*Your instructions:*
Extract every line from the start of the data through the line containing "[[15,118],[61,124],[40,80]]", including that line, and reproduce them verbatim.

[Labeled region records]
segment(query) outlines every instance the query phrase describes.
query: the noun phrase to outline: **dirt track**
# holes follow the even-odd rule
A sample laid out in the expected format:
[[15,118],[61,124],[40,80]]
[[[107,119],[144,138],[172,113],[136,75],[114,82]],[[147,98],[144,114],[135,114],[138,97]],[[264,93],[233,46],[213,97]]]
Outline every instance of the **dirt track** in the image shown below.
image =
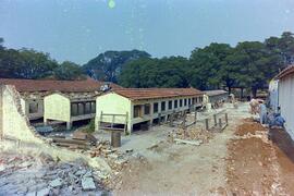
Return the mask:
[[164,194],[208,195],[225,187],[226,144],[247,117],[247,106],[229,108],[230,125],[223,133],[200,146],[161,143],[158,148],[139,151],[143,162],[131,162],[117,195]]
[[145,160],[131,162],[114,194],[294,194],[294,148],[286,134],[271,131],[268,139],[268,130],[248,118],[246,105],[228,111],[229,127],[208,144],[161,143],[144,151]]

*Output:*
segment(query) outlines every instance the query phrase describes.
query: the noun phrase to outline: **dirt track**
# holes follow the even-odd rule
A sample laid out in the expected format:
[[15,118],[61,124],[40,80]]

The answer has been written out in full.